**** Provided records
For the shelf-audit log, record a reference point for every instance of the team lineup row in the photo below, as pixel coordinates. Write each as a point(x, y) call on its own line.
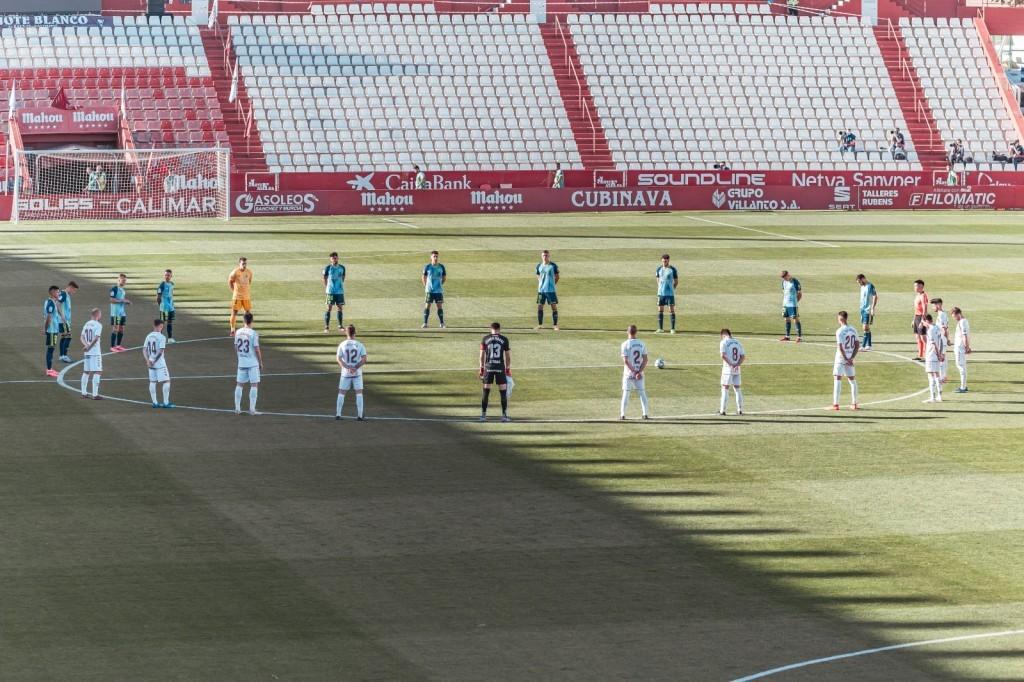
point(495, 358)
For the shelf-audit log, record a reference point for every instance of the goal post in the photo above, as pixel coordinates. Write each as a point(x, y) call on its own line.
point(118, 184)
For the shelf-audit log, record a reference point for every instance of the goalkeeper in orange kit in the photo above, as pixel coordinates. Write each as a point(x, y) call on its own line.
point(240, 283)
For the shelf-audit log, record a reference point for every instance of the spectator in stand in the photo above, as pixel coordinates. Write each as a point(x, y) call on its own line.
point(1015, 154)
point(955, 152)
point(558, 182)
point(897, 144)
point(847, 141)
point(92, 182)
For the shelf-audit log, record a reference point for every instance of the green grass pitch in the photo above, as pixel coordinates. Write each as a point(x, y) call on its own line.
point(138, 544)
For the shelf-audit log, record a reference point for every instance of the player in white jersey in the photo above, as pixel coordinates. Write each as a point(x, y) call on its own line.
point(250, 365)
point(942, 322)
point(962, 344)
point(351, 358)
point(155, 353)
point(935, 347)
point(847, 346)
point(732, 357)
point(634, 354)
point(92, 356)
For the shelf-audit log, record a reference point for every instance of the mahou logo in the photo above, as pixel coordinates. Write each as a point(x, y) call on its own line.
point(175, 183)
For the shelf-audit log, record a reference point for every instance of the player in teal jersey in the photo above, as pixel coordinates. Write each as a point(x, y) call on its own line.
point(334, 284)
point(868, 301)
point(434, 275)
point(547, 278)
point(668, 280)
point(52, 314)
point(792, 293)
point(165, 302)
point(119, 299)
point(65, 298)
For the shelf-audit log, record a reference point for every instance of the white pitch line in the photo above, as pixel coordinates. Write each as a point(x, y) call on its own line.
point(399, 222)
point(762, 231)
point(60, 382)
point(880, 649)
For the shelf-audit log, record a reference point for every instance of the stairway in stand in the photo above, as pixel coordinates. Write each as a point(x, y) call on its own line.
point(247, 155)
point(579, 102)
point(920, 120)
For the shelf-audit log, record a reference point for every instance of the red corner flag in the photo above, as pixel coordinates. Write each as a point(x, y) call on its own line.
point(59, 99)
********
Objective -> Rewrite all of the entries above, substituting "stadium-photo log" for every occurrence of "shelf-audit log" and keeping everything else the same. Leave the pictures out of your answer.

Task result ->
For the stadium-photo log, record a reference point for every instance of the team lineup row in the photo below, as pixel coordinates. Write each as a point(x, y) call on its own line.
point(495, 358)
For the stadium-photo log, record a reference point for every instance of the goal post in the photo above, as pixel coordinates. Write each as a point(x, y) call on its own line.
point(118, 184)
For the stadium-photo log, record a reference point for every instance of the goalkeeper in orange kit in the photo above, as pixel coordinates. Write each as a point(x, y) call on its own line.
point(240, 283)
For the stadium-photo log, record a reference point for every instance of the spectator in stand in the photo above, as pixel coordinates. Write each as a point(x, y) call on its own line.
point(1015, 154)
point(955, 152)
point(558, 182)
point(897, 144)
point(847, 141)
point(92, 182)
For the stadium-photo log, record a reference point for every instance of the green grass pitch in the photo above, as pixel coordinates. Write each as a point(x, y) call on its own line.
point(138, 544)
For the stadium-photo log, record a reference point for every instance of the player in white jersey in the photo above, as pixel coordinates. Write each as a point(x, y) call on its own line.
point(250, 365)
point(942, 322)
point(962, 344)
point(351, 358)
point(155, 353)
point(935, 347)
point(847, 346)
point(732, 357)
point(634, 354)
point(92, 356)
For the stadium-photo log, record a reference point for every instance of the mahou logo in the photo above, as pixel coordinates. Write each as a point(x, y) call on its own line.
point(175, 183)
For the stadium-photo log, record a reference point for every instance of the player in teal jersey in the photo above, as pixel coordinates. Write each as a point(x, y) call on its own line.
point(334, 284)
point(868, 301)
point(434, 275)
point(547, 278)
point(668, 280)
point(52, 314)
point(792, 293)
point(165, 302)
point(119, 299)
point(65, 298)
For the stadium-photo log, record a reference point for every instance of the white pitch line in the photo above, as pixel coordinates. Write each as a point(x, y) call on its own line.
point(399, 222)
point(762, 231)
point(60, 382)
point(880, 649)
For the stadium-photo log, record a reference point for every instance of the stairway in stand in the photo above, as pixel coordinates. Write each as a point(x, y) call on its own line.
point(247, 155)
point(579, 102)
point(920, 120)
For the stadium-photo log, record a reference point for every instance of the red corner flag in the photo above, as pixel coordinates. Write each as a point(x, y) call on its own line.
point(59, 99)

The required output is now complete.